▶ _WHAT NEEDS TO BE DONE_
Nothing but the lines from the one that contains "I'd appreciate your assistance — please locate the tub" through the end of the listing should appear, set down exactly.

▶ _RECORDS PROVIDED_
________
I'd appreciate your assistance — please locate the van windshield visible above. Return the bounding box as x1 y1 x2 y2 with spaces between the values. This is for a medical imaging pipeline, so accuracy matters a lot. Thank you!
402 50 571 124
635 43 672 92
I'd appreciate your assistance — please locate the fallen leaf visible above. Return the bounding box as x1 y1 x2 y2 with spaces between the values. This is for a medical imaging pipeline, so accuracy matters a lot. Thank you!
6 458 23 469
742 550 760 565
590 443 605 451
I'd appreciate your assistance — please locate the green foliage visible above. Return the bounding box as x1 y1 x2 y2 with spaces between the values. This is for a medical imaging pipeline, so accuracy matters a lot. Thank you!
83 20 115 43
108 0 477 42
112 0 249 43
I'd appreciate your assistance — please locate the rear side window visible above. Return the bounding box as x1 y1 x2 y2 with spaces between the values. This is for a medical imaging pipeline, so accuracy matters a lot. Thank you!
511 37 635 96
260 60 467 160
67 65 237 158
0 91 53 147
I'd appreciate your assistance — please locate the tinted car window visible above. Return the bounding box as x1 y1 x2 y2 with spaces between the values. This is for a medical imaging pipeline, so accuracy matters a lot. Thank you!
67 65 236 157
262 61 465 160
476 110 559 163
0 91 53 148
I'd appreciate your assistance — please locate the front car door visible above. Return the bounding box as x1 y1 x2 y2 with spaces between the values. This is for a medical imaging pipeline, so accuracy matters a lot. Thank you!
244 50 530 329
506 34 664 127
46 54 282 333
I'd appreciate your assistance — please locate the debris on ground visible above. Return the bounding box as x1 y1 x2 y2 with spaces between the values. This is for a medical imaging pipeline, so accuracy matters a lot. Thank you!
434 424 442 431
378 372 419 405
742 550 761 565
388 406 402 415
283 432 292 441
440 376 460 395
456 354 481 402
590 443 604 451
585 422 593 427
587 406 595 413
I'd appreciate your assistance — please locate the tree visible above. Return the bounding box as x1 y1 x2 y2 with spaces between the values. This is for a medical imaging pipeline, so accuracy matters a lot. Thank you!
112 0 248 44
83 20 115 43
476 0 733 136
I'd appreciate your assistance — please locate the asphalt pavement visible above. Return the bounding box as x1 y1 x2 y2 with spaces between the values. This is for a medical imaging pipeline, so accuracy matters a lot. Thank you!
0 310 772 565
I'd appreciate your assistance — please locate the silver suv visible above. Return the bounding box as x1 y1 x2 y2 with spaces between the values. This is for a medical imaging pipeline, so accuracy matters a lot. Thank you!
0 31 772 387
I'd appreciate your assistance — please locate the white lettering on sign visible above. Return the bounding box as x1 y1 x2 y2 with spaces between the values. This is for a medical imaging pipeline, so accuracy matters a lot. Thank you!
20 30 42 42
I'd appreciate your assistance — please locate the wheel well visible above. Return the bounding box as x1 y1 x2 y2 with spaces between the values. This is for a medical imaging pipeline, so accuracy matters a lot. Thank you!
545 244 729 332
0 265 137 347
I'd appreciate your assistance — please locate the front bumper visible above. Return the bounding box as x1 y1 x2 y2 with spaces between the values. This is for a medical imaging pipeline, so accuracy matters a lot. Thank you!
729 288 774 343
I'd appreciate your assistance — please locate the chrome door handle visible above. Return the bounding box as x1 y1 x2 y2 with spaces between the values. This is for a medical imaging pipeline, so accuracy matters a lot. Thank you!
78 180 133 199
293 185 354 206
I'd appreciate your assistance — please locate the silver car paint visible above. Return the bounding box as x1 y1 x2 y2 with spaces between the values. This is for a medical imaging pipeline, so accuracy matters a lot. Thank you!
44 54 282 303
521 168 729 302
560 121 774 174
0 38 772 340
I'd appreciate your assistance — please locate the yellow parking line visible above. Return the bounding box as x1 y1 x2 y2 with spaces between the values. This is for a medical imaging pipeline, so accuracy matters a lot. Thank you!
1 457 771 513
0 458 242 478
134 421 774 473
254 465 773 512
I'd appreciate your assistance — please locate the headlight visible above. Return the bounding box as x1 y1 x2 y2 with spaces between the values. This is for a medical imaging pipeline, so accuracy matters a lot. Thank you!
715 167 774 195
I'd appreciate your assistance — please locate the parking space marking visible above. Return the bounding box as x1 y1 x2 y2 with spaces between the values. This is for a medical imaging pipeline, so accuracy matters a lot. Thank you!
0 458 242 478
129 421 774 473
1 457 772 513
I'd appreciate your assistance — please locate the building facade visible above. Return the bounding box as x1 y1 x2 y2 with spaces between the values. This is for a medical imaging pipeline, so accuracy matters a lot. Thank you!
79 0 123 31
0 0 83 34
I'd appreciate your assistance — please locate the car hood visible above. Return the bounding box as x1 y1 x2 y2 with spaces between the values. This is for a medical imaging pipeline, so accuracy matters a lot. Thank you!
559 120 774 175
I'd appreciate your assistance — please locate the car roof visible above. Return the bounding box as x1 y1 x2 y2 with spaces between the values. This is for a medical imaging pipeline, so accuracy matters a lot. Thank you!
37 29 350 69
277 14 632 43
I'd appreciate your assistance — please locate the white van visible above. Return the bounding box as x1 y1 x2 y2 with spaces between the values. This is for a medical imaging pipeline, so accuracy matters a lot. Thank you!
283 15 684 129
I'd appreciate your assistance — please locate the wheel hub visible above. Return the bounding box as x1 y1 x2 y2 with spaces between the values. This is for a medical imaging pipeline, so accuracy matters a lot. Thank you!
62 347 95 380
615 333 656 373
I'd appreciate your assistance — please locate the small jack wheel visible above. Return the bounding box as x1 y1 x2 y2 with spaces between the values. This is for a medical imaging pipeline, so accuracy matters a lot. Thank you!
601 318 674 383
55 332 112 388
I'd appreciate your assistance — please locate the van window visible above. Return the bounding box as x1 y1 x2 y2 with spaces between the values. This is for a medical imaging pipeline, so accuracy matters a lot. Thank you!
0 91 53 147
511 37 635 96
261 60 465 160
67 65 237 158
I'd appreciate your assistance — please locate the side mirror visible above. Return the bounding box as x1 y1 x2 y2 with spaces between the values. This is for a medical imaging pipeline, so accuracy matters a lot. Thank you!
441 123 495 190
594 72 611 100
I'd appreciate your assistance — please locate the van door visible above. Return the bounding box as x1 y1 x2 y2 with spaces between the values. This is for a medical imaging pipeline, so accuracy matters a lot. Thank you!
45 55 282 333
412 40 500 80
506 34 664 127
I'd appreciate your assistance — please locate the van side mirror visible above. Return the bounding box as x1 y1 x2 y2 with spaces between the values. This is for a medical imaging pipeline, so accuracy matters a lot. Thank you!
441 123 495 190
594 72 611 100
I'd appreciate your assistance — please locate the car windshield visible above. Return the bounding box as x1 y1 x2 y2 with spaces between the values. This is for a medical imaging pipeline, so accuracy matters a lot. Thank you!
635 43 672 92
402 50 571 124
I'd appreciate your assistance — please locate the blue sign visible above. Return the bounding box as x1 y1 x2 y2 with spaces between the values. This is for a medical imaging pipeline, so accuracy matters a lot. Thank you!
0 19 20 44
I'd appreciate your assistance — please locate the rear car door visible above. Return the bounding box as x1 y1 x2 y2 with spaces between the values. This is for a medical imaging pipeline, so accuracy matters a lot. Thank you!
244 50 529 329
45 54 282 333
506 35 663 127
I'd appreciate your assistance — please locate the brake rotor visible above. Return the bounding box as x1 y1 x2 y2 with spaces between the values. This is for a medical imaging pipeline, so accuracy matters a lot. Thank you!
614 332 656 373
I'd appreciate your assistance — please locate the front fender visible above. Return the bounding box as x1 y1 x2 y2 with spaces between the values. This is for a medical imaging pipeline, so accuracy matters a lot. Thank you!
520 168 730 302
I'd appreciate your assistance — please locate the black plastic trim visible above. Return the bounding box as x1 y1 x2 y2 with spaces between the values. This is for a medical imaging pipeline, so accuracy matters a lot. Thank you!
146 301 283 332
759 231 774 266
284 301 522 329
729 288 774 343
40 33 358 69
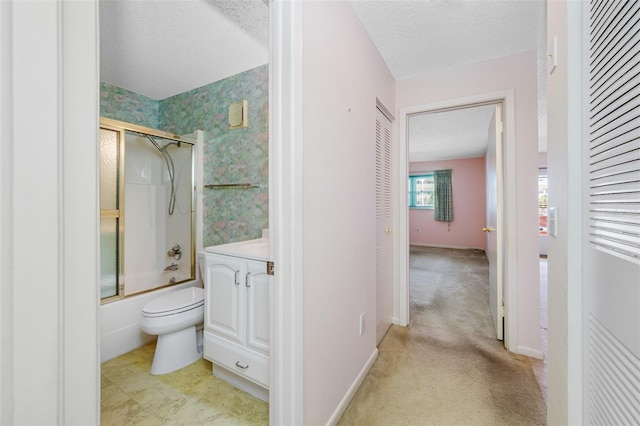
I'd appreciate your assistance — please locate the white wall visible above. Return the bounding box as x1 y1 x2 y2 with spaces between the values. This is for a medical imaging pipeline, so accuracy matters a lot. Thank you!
546 4 569 422
396 51 542 356
301 2 395 423
546 1 584 424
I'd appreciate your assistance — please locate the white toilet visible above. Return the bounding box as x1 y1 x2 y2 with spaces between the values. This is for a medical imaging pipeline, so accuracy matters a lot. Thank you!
140 286 205 375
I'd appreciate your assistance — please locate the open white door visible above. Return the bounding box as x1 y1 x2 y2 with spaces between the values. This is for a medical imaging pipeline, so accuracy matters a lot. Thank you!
376 107 393 344
582 1 640 421
485 104 504 341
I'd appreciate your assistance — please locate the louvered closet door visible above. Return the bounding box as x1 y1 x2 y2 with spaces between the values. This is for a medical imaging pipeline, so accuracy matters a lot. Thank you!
376 107 393 345
583 1 640 424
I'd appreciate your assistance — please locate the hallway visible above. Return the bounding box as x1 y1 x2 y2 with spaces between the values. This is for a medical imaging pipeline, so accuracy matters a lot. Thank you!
339 246 546 425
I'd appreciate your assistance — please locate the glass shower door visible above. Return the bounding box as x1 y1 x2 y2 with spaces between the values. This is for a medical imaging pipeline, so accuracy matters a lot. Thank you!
99 126 123 300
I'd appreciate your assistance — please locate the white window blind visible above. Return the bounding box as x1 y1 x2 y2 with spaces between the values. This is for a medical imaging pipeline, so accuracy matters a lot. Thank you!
588 0 640 263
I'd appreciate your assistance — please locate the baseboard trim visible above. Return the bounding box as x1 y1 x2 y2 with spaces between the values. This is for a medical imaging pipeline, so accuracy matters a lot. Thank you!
517 345 544 360
326 347 378 425
410 243 485 251
101 324 155 362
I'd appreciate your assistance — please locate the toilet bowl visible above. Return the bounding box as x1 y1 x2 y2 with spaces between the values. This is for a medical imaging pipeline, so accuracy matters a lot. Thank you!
140 286 205 375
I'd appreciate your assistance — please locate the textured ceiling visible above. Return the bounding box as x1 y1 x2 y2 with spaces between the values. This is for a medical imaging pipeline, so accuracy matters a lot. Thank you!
349 0 546 81
100 0 268 100
350 0 547 159
100 0 546 157
409 105 498 162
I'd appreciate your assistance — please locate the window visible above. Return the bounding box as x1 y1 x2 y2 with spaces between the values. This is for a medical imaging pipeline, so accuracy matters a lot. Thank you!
409 174 434 208
538 174 548 236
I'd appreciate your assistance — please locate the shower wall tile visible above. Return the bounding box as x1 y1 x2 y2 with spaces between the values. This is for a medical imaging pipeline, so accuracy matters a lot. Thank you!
100 82 159 129
159 65 269 247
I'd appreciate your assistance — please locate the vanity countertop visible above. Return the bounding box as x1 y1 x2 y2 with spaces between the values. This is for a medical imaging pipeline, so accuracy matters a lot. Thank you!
204 238 269 262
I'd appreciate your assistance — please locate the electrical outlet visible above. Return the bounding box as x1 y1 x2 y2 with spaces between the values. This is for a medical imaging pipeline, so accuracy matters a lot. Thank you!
359 312 366 336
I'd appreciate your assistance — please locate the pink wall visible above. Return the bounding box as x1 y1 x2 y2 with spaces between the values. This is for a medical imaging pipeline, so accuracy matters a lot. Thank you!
301 2 395 424
397 50 541 357
409 158 486 250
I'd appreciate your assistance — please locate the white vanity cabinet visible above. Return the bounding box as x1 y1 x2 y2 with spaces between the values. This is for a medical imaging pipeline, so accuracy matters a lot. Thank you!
201 242 270 402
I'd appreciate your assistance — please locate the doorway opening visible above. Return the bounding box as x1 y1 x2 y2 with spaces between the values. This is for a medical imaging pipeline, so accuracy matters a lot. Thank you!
405 101 505 342
98 1 274 423
396 90 519 352
535 164 548 400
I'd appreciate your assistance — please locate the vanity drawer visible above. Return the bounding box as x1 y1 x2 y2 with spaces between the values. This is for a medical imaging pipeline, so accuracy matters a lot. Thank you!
204 332 269 388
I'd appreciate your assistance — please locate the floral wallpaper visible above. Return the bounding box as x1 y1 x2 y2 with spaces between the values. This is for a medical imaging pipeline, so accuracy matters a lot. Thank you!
100 82 159 129
159 65 269 246
100 64 269 247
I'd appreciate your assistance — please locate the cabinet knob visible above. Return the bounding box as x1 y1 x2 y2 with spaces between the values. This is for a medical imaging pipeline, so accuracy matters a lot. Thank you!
246 272 251 287
235 361 249 370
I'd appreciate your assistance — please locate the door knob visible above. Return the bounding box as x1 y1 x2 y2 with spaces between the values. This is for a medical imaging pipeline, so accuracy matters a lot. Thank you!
482 227 495 233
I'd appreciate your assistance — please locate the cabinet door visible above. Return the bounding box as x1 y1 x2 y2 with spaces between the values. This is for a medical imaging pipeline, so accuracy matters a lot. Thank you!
245 260 270 355
204 254 244 345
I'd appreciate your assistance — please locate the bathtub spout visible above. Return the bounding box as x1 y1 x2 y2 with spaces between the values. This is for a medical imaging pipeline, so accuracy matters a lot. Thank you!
164 263 179 271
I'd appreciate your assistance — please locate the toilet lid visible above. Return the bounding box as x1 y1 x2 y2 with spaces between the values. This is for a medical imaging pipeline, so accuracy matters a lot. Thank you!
142 287 204 315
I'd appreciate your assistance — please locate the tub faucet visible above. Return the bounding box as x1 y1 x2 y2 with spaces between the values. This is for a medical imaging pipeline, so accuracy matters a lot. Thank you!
167 244 182 260
164 263 179 271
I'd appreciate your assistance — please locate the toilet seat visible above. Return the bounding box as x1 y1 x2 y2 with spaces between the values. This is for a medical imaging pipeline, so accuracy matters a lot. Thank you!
142 287 204 318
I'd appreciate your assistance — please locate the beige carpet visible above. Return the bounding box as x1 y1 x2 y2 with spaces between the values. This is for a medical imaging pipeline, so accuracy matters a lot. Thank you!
338 246 547 426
________
▶ _RESPONSE AREA_
I'd appreciate your assistance — please locate the tub faucet visible above. Return the bounding box as x1 y1 x2 y2 with spaces between the values. This is for a medical imaging pipeline, so accuracy matters a lot. Thank you!
167 244 182 260
164 263 179 271
I'd appreciate your assistance — please locate the toilet seat visible above. Return the bounding box as x1 y1 x2 y2 with spaces between the values. This is for a medical imaging pipeline, so accuracy matters a lot. Thank you!
142 287 204 318
I'd appreciate your assistance — please locate the beige carpet visible above. Return the bounding box as x1 y1 x2 y2 with spaces between the values. This is for a medical imaging pipeline, so accuracy matters a lot. Thank you!
338 246 547 426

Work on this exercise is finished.